AVAILABLE RECORDS:
'''
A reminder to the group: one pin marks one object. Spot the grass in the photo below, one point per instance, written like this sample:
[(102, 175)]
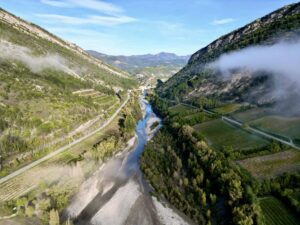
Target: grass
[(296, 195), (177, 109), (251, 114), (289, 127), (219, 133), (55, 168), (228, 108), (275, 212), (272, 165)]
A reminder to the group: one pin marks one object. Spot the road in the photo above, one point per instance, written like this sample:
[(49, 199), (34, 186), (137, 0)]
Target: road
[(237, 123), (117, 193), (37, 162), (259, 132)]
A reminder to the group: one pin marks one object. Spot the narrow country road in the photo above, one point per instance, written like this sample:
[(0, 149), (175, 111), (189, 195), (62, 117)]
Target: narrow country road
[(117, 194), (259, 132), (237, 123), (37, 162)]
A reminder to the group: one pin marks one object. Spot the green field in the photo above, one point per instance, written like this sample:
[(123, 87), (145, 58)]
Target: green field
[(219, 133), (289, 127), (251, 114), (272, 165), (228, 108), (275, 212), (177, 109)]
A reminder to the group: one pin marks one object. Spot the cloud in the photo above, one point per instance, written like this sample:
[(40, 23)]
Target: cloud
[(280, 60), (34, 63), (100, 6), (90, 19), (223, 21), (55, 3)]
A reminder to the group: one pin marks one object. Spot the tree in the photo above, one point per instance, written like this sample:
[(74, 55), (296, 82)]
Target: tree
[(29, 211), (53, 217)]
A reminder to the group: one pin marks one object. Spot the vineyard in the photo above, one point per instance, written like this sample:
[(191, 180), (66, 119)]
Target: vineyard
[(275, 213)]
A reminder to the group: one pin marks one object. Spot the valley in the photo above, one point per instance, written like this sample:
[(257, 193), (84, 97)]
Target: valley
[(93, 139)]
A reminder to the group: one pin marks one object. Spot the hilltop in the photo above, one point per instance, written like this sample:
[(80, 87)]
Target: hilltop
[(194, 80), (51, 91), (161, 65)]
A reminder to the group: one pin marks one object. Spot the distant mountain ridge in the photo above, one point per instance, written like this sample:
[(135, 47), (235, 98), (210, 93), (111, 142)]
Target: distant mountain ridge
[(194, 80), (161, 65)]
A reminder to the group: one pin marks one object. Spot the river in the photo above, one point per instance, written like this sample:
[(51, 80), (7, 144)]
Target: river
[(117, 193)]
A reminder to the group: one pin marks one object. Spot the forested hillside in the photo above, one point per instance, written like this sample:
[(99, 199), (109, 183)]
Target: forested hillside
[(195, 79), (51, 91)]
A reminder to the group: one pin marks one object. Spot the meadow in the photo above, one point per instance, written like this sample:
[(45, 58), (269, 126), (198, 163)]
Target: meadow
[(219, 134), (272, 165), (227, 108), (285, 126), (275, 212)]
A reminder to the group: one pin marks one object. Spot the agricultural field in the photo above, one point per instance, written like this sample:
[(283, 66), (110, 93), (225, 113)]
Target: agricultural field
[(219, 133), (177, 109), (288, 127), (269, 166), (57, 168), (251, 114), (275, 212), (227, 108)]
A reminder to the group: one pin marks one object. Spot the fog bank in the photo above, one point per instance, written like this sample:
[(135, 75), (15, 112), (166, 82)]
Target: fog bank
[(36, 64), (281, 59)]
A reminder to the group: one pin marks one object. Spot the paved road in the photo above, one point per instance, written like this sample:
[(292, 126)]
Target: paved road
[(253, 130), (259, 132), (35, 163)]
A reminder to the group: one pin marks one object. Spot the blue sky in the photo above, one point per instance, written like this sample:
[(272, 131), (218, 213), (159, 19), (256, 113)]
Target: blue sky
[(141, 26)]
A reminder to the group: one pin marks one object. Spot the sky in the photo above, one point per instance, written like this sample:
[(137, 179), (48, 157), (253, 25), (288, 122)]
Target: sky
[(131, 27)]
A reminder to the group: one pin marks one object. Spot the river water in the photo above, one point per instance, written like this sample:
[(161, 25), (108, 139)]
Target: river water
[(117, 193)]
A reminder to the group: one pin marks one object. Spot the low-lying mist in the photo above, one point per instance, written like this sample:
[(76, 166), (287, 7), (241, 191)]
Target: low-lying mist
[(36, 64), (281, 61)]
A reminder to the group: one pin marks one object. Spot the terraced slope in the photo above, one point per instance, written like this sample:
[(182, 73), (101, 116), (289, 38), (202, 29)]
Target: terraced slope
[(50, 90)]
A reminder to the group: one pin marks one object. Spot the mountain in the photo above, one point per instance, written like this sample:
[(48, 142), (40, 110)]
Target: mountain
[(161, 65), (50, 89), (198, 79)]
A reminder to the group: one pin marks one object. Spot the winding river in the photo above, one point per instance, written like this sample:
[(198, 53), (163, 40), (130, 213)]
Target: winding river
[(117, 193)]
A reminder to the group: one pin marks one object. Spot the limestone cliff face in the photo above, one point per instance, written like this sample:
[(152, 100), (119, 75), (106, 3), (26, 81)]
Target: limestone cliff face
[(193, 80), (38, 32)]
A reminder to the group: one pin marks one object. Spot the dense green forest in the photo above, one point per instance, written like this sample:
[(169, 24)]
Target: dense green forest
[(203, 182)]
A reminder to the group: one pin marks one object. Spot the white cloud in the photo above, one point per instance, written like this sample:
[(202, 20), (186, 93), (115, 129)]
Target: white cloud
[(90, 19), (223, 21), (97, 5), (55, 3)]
'''
'''
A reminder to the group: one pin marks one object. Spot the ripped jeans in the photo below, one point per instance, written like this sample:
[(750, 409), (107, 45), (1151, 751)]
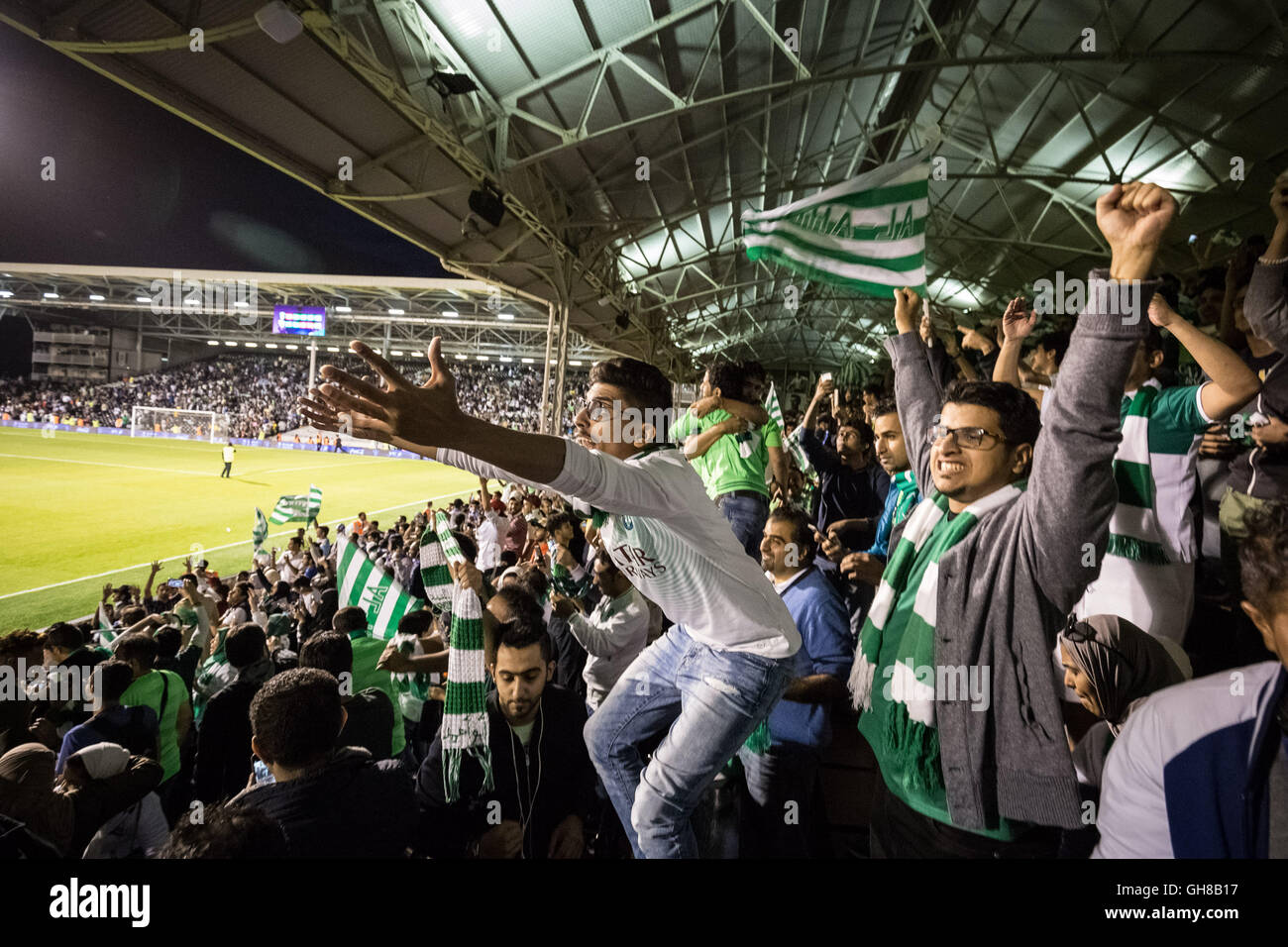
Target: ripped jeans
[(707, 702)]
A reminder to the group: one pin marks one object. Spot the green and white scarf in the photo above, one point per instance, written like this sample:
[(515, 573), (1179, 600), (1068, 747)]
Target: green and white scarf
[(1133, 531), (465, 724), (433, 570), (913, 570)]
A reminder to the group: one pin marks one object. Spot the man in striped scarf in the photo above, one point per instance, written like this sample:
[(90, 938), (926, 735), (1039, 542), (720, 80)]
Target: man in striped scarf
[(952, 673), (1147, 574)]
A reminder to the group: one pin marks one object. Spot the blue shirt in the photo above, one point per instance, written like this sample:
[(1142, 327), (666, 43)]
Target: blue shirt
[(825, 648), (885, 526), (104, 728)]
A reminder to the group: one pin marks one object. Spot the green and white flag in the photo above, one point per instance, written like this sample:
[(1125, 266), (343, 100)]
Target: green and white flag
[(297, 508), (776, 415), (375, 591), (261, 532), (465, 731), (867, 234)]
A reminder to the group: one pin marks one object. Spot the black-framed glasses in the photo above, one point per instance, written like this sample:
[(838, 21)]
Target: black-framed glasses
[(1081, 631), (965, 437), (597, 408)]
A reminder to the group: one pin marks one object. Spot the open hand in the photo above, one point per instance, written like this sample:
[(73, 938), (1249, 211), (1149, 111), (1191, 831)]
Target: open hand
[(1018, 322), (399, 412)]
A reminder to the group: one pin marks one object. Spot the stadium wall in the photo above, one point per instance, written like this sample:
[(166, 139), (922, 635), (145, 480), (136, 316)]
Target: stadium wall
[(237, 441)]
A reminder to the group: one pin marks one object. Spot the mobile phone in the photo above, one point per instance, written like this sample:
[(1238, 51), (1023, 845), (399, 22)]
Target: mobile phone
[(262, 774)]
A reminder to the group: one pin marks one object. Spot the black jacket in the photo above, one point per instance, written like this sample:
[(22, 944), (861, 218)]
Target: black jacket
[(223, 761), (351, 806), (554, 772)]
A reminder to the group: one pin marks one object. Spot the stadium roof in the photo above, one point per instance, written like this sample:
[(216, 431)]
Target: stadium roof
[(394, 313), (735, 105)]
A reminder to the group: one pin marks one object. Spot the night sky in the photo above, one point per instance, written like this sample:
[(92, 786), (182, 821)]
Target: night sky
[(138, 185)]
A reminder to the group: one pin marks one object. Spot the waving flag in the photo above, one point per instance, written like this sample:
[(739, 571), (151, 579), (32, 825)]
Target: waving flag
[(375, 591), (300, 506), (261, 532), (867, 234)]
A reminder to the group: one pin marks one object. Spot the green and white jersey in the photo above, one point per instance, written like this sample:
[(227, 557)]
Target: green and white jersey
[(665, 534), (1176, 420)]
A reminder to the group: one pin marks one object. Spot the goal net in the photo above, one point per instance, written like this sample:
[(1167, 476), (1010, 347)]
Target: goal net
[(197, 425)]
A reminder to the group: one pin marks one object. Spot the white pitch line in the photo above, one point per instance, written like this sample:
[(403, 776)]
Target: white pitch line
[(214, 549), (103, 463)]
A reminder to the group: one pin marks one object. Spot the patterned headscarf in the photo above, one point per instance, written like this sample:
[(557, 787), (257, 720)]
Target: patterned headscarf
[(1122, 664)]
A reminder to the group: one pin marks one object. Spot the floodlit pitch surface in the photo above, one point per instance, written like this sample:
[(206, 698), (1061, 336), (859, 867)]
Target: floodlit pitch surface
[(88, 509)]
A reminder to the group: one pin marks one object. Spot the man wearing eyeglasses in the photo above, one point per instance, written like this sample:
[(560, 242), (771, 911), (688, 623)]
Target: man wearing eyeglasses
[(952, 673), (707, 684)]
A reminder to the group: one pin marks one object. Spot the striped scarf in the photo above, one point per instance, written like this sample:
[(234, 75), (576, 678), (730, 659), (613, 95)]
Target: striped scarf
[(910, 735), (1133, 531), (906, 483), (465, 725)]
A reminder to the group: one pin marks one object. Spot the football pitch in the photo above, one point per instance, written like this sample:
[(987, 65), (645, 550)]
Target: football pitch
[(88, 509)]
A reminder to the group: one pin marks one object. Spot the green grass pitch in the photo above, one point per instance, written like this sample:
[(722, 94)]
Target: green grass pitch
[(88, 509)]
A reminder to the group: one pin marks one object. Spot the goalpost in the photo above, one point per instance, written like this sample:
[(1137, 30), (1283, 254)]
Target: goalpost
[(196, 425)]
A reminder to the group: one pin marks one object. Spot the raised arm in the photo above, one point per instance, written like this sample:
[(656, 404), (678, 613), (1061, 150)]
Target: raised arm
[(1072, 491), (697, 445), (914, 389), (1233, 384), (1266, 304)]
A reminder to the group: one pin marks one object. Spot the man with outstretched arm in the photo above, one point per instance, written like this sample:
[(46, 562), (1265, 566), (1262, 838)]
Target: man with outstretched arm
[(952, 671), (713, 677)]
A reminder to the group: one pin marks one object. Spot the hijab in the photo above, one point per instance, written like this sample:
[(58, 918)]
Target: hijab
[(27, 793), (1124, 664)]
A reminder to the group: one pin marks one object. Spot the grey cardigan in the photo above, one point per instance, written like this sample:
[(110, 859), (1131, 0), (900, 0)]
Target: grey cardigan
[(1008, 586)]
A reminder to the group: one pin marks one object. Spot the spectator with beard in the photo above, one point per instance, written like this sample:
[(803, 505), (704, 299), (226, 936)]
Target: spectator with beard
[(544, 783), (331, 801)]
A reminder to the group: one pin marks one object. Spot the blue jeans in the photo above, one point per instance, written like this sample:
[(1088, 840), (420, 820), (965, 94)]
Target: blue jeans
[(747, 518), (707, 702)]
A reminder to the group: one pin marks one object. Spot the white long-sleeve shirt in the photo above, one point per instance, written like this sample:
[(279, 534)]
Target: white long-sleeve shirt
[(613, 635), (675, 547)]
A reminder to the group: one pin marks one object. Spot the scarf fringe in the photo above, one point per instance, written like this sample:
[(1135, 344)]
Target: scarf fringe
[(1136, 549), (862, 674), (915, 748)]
'''
WHAT IS ASKED: Reproduce the lines of the records starting at the line that contains "the river in" and ending at the line that contains "[(131, 27)]", including both of those lines.

WRITTEN SOLUTION:
A reminder to the group: one pin marks one object. Spot the river in the photo above, one point per instance, written like this sample:
[(51, 80), (7, 144)]
Target: river
[(117, 193)]
A reminder to the group: one pin marks one object. Spot the forested hillside in the photo above, one point per instance, written like this sample:
[(99, 199), (109, 183)]
Target: forested hillside
[(195, 79), (51, 91)]
A reminder to the group: one pin marks one object. Spot the meadow in the photo above, one point per instance, written like this sample:
[(45, 58), (269, 126), (198, 163)]
Target: meadow
[(219, 134), (272, 165), (227, 108), (285, 126), (275, 212)]
A reminder to the group: one pin marks one object. Spot the agricultural field in the photo above, one point per instance, written like this sample:
[(283, 66), (110, 93), (225, 113)]
Target: agricultural field
[(219, 133), (177, 109), (288, 127), (269, 166), (57, 168), (251, 114), (275, 212), (227, 108)]
A reminder to the group: one pin marks one object. Spot the fog bank in the photo above, one point per instance, written like this sample:
[(135, 75), (15, 112), (166, 82)]
Target: fog bank
[(36, 64), (281, 59)]
A reminder to the group: one pin marks one object. Spot the paved road in the photo above, one point per instance, written like this sample:
[(292, 126)]
Target: paved road
[(253, 130), (259, 132), (35, 163)]
A reminder to the group: one pin marks one object. Spot the blue sky in the photo above, one point per instance, written like this sample:
[(272, 131), (218, 213), (159, 19), (256, 113)]
Target: blue sky
[(141, 26)]
A reminder to the group: one pin marks one object. Spot the sky in the photo above, one point per instance, written like this sample:
[(137, 179), (48, 157), (253, 25), (288, 122)]
Target: sky
[(131, 27)]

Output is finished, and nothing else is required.